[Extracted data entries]
# # #
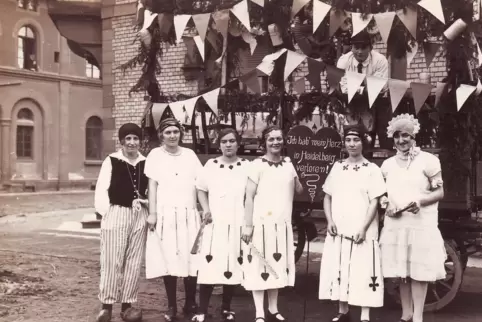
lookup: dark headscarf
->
[119,123,142,141]
[159,117,182,133]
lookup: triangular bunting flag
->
[388,79,409,112]
[434,83,447,108]
[192,13,211,41]
[418,0,445,25]
[313,0,331,33]
[345,72,365,104]
[306,58,325,90]
[329,10,348,37]
[423,42,441,68]
[284,50,306,80]
[444,18,467,40]
[256,60,274,76]
[326,65,345,88]
[213,9,229,37]
[291,0,310,18]
[397,7,417,39]
[151,103,168,129]
[351,12,373,37]
[456,84,477,111]
[251,0,264,7]
[193,35,204,61]
[174,15,191,43]
[239,69,261,93]
[374,11,395,44]
[410,82,432,115]
[231,0,251,31]
[202,88,221,116]
[407,42,418,68]
[169,101,186,123]
[293,77,305,94]
[475,78,482,96]
[141,9,157,31]
[367,76,387,108]
[184,96,199,118]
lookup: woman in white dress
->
[144,118,202,321]
[193,128,249,322]
[380,114,446,322]
[319,124,385,322]
[243,126,303,321]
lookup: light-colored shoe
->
[95,309,112,322]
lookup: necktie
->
[357,63,363,74]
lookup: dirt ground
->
[0,192,94,217]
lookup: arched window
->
[85,116,103,160]
[17,108,34,159]
[17,26,37,70]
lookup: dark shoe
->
[222,310,236,322]
[331,313,350,322]
[267,312,286,322]
[164,307,177,321]
[182,303,198,315]
[121,307,142,322]
[95,309,112,322]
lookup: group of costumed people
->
[95,114,446,322]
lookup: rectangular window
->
[17,125,33,159]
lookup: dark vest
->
[109,157,148,208]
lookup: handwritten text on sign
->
[286,125,342,203]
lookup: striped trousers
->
[99,205,147,304]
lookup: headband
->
[387,114,420,138]
[118,123,142,141]
[159,117,182,133]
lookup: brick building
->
[0,0,106,189]
[52,0,475,161]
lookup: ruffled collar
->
[397,145,421,169]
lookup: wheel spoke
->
[438,281,452,290]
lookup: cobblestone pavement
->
[0,191,94,217]
[0,211,482,322]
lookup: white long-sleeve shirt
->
[94,150,146,216]
[336,50,388,94]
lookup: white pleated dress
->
[319,160,386,307]
[380,151,446,282]
[243,157,297,291]
[144,148,202,277]
[197,158,249,285]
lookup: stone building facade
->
[0,0,102,189]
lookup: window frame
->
[17,24,38,71]
[15,107,35,161]
[84,115,104,161]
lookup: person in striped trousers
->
[95,123,148,322]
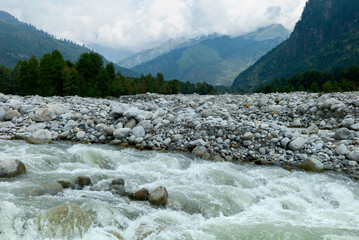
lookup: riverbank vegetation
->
[0,50,215,97]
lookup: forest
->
[0,50,215,97]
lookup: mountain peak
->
[0,11,19,23]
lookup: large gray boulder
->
[33,108,52,122]
[346,150,359,162]
[26,129,52,144]
[299,158,324,172]
[113,128,132,139]
[288,137,306,151]
[333,128,354,140]
[148,186,168,205]
[132,126,146,138]
[37,202,92,239]
[0,159,26,178]
[4,110,21,121]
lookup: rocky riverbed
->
[0,92,359,180]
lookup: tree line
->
[0,50,215,97]
[256,65,359,93]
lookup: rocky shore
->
[0,92,359,180]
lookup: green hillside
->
[0,11,138,77]
[232,0,359,90]
[133,25,289,85]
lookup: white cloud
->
[0,0,307,50]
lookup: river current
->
[0,141,359,240]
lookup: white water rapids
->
[0,141,359,240]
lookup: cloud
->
[0,0,307,50]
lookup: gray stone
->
[288,137,307,151]
[113,128,132,139]
[34,108,52,122]
[346,150,359,162]
[26,123,46,132]
[299,158,324,172]
[148,186,168,205]
[192,146,207,157]
[125,118,137,128]
[333,128,354,140]
[349,123,359,131]
[242,132,253,140]
[4,110,21,121]
[335,144,349,155]
[26,129,52,144]
[0,159,26,178]
[49,104,68,116]
[340,118,355,128]
[132,126,146,138]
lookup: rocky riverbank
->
[0,92,359,180]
# # #
Problem description:
Repeat every one of the lines above without changing anything, but leave the pictures out.

Finished task:
lookup: dark headscarf
->
[119,123,142,141]
[159,117,182,133]
lookup: triangular bunting flag
->
[388,79,409,112]
[434,83,447,108]
[192,13,211,41]
[418,0,445,25]
[313,0,331,33]
[345,72,365,104]
[306,58,325,90]
[329,10,348,37]
[423,42,441,68]
[284,50,306,80]
[444,18,467,40]
[256,60,274,76]
[326,65,345,88]
[213,9,229,37]
[291,0,310,18]
[397,7,417,39]
[151,103,168,129]
[351,12,373,37]
[456,84,477,111]
[251,0,264,7]
[193,35,204,61]
[174,15,191,43]
[239,69,261,93]
[374,11,395,44]
[410,82,432,115]
[231,0,251,31]
[202,88,221,116]
[407,42,418,68]
[169,101,186,123]
[293,77,305,94]
[475,78,482,96]
[141,9,157,31]
[367,76,387,108]
[184,96,199,118]
lookup: woman in white dress
->
[144,118,202,321]
[193,128,249,322]
[380,114,446,322]
[319,124,385,322]
[243,126,303,321]
lookup: light-colored shoe
->
[95,309,112,322]
lookup: necktie
->
[357,63,363,74]
lookup: dirt ground
->
[0,192,94,217]
lookup: arched window
->
[85,116,103,160]
[17,108,34,159]
[17,26,37,70]
lookup: dark shoe
->
[222,310,236,322]
[331,313,350,322]
[267,312,286,322]
[164,307,177,321]
[182,303,198,315]
[121,307,142,322]
[95,309,112,322]
lookup: group of costumed people
->
[95,114,446,322]
lookup: rectangular window
->
[17,125,33,159]
lookup: dark vest
->
[109,157,148,208]
lookup: handwritten text on sign
->
[286,125,342,203]
lookup: striped trousers
->
[99,205,147,304]
lookup: headband
->
[387,114,420,138]
[118,123,142,141]
[159,117,182,133]
lookup: brick building
->
[0,0,106,189]
[52,0,475,161]
lookup: ruffled collar
->
[397,145,421,169]
lookup: wheel spoke
->
[438,281,452,290]
lookup: cobblestone pavement
->
[0,191,94,217]
[0,211,482,322]
lookup: white long-sleeve shirt
->
[94,150,146,216]
[336,50,388,94]
lookup: white pleated dress
->
[319,160,386,307]
[380,151,446,282]
[243,157,297,291]
[144,148,202,277]
[197,158,249,285]
lookup: stone building facade
->
[0,0,102,189]
lookup: window frame
->
[17,24,38,71]
[15,107,35,161]
[84,115,104,161]
lookup: person in striped trousers
->
[95,123,148,322]
lookup: riverbank vegetation
->
[0,50,215,97]
lookup: forest
->
[0,50,215,97]
lookup: mountain peak
->
[0,11,19,23]
lookup: large gray boulder
->
[33,108,52,122]
[346,150,359,162]
[26,129,52,144]
[299,158,324,172]
[113,128,132,139]
[288,137,306,151]
[333,128,354,140]
[148,186,168,205]
[132,126,146,138]
[37,202,92,239]
[0,159,26,178]
[4,110,21,121]
lookup: rocky riverbed
->
[0,92,359,180]
lookup: tree line
->
[0,50,215,97]
[256,65,359,93]
lookup: rocky shore
->
[0,92,359,180]
lookup: green hillside
->
[0,11,138,77]
[232,0,359,90]
[133,25,289,85]
lookup: white cloud
->
[0,0,307,50]
lookup: river current
->
[0,141,359,240]
lookup: white water rapids
->
[0,141,359,240]
lookup: cloud
->
[0,0,307,50]
lookup: gray stone
->
[288,137,307,151]
[113,128,132,139]
[34,108,52,122]
[346,150,359,162]
[26,123,46,132]
[299,158,324,172]
[148,186,168,205]
[192,146,207,157]
[125,118,137,128]
[333,128,354,140]
[349,123,359,131]
[242,132,253,140]
[4,110,21,121]
[335,144,349,155]
[26,129,52,144]
[0,159,26,178]
[49,104,68,116]
[340,118,355,128]
[132,126,146,138]
lookup: rocky riverbank
->
[0,92,359,180]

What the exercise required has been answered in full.